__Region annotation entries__

┌──

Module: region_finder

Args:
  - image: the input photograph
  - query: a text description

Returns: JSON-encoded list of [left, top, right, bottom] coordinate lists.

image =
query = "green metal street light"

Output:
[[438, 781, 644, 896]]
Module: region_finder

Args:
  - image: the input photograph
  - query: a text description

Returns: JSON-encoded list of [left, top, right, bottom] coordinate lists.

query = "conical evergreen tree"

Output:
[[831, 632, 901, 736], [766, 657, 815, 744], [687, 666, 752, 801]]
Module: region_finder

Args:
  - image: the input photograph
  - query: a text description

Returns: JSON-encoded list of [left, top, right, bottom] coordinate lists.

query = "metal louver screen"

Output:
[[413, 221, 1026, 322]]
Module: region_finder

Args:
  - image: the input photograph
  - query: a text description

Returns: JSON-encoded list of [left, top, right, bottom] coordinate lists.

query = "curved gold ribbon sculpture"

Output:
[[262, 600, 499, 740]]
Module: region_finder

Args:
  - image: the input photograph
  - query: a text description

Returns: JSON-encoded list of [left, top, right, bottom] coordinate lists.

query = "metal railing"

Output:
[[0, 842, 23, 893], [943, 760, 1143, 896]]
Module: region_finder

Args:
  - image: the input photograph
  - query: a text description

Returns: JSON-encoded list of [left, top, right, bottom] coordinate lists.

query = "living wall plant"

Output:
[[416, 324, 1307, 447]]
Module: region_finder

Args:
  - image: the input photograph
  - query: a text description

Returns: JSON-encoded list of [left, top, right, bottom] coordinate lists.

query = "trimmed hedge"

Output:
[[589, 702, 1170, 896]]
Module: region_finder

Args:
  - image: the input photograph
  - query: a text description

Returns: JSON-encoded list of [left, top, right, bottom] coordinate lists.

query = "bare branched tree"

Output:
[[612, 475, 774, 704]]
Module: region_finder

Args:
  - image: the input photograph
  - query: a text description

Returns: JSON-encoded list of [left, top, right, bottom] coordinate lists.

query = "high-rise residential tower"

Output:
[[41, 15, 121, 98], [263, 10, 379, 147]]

└──

__What you need to do__
Lay out all of the lines above as a numbered list, skipping any blank lines.

__Solution to this task__
1. Module: region_finder
2. Args:
3.   - image: the input photograph
4.   - query: a text description
5. Returns: JSON-encoded list of [left, top, right, bottom] coordinate lists.
6. image =
7. query = "green metal street light"
8. Output:
9. [[438, 781, 644, 896]]
10. Module: region_finder
11. Args:
12.   - image: the input photograph
13.   - query: a text description
14. Returns: JSON-encoded list of [left, top, right, bottom] coordinate lists.
15. query = "conical evergreen tree"
16. Output:
17. [[831, 632, 901, 736], [766, 657, 815, 744], [687, 666, 752, 801]]
18. Module: region_finder
19. Args:
20.   - image: the input photograph
21.   - query: a text description
22. Returns: JSON-encoded list of [left, top, right, bottom] coordinate lists.
23. query = "metal louver screen"
24. Output:
25. [[413, 221, 1026, 322]]
26. Module: region_finder
27. Args:
28.   - image: the input photograph
29.   - query: a text description
30. Returns: JSON-encoded list of [left, top, right, bottom] coordinate lists.
31. query = "curved gold ribbon sculpture"
32. Output:
33. [[262, 600, 499, 740]]
34. Module: region_finder
35. Args:
36.   - image: the input photograph
37.   - query: a text description
38. Returns: JSON-encoded list of [left, top, right, bottom] coordinate lists.
39. query = "metal railing"
40. Output:
41. [[0, 842, 23, 893], [943, 760, 1143, 896]]
42. Module: region_finder
43. Args:
44.   - image: the input photograph
45.   - query: a text description
46. Returns: JSON-encoded list of [left, top, right, bottom] coordinate lists.
47. query = "living wall plant"
48. Output:
49. [[416, 324, 1307, 447]]
50. Module: region_finder
51. Args:
52.   - image: the input photograph
53.   - query: a text description
54. Returns: JSON-encoded list of [left, top, right, bottom] coordinate lists.
55. query = "trimmed hedge"
56. Output:
57. [[589, 702, 1170, 896]]
58. Module: region_finder
59. Args:
60.   - image: the input photograph
61.   - query: a text description
62. Returns: JSON-encoded list of [left, top, right, bottom] coordinate lists.
63. query = "bare branched tree"
64. Output:
65. [[612, 475, 774, 704]]
66. Module: region_finder
67. Args:
68.   - image: the input photograph
69.   - query: a text description
70. Returns: JSON-encoded list of [left, top, right, bottom] coordinate lists.
71. query = "high-rise residential tower"
72. Output:
73. [[41, 15, 121, 98], [263, 10, 379, 147]]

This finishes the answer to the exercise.